* Start Material for this exercise *

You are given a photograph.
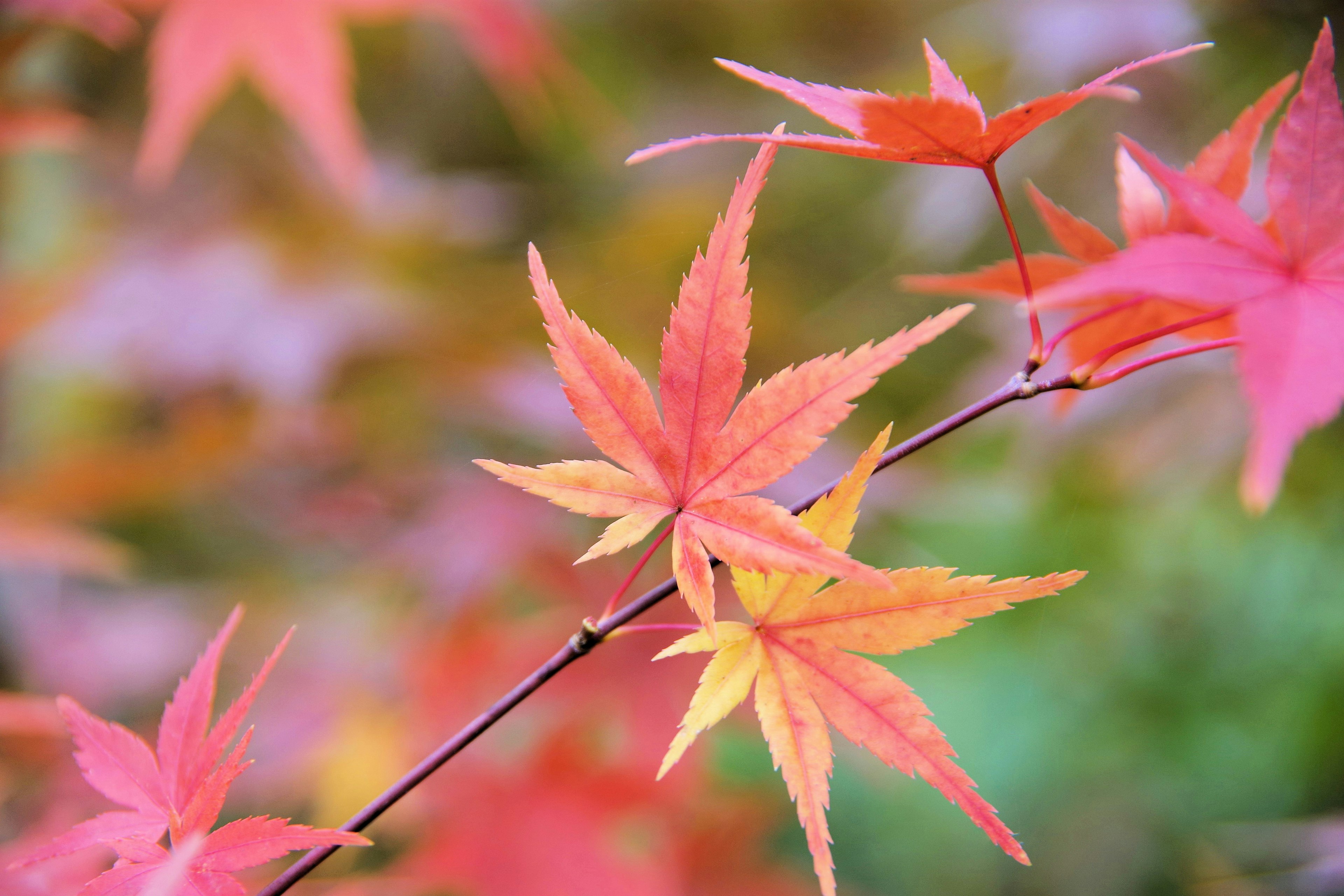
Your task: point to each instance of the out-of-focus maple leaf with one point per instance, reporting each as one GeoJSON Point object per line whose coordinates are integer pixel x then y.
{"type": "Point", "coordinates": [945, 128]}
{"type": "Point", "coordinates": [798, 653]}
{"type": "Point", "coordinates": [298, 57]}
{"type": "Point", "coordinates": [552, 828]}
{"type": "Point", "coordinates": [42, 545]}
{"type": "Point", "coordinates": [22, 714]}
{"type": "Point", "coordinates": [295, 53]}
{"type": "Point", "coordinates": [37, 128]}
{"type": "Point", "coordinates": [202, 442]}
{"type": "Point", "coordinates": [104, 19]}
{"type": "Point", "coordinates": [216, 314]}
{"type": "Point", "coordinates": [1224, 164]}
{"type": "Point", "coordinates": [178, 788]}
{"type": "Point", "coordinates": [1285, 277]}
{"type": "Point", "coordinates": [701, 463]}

* End Material for this exercise *
* Start Material for this exercise *

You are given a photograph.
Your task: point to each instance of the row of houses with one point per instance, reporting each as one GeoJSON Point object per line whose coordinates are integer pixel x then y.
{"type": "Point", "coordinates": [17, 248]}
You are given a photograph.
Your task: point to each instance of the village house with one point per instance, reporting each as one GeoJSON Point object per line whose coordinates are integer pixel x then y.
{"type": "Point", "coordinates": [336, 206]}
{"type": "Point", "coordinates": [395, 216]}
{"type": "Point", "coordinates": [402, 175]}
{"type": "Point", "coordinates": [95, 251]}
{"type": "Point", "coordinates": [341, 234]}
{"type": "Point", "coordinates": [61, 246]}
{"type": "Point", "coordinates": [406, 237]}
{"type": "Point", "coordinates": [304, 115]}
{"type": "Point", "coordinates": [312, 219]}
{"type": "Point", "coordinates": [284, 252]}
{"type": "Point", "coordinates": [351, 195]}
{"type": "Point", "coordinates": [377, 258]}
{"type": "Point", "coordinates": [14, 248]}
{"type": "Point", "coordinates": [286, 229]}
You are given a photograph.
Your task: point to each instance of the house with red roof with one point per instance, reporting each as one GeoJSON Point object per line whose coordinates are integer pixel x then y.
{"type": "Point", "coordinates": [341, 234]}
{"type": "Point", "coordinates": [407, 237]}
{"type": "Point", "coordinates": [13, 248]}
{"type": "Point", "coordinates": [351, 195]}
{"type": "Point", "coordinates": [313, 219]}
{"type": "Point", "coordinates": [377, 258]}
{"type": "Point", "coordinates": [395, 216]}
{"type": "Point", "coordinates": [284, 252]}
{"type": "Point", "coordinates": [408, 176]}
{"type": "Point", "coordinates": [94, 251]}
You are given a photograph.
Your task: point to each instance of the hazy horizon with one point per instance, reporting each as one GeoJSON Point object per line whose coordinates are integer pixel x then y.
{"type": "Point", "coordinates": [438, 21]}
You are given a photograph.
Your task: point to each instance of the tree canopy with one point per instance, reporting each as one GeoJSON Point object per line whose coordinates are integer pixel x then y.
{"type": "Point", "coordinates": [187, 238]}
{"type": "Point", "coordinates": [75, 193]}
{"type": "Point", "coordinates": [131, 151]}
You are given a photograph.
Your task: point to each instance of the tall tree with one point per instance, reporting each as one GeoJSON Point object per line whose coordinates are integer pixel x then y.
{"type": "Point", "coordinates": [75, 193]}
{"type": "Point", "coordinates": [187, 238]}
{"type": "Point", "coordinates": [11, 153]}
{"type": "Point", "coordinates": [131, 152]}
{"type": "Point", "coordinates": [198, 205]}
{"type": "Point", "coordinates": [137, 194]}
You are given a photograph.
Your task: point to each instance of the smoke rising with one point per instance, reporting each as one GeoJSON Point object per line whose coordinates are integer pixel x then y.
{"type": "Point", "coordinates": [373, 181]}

* End Material for this exercise *

Exercise requirements: Which lines of the items above contain the string "tree"? Copy each of those lines in full.

Result for this task:
Your task: point to each instance of the tree canopy with one point per instance, reporting each as one GeoJSON Point object per line whose coordinates are integer pixel x then y.
Your task: point to each instance of the tall tree with one point per instance, reporting each as one GeoJSON Point object per line whose coordinates are integer pixel x then y.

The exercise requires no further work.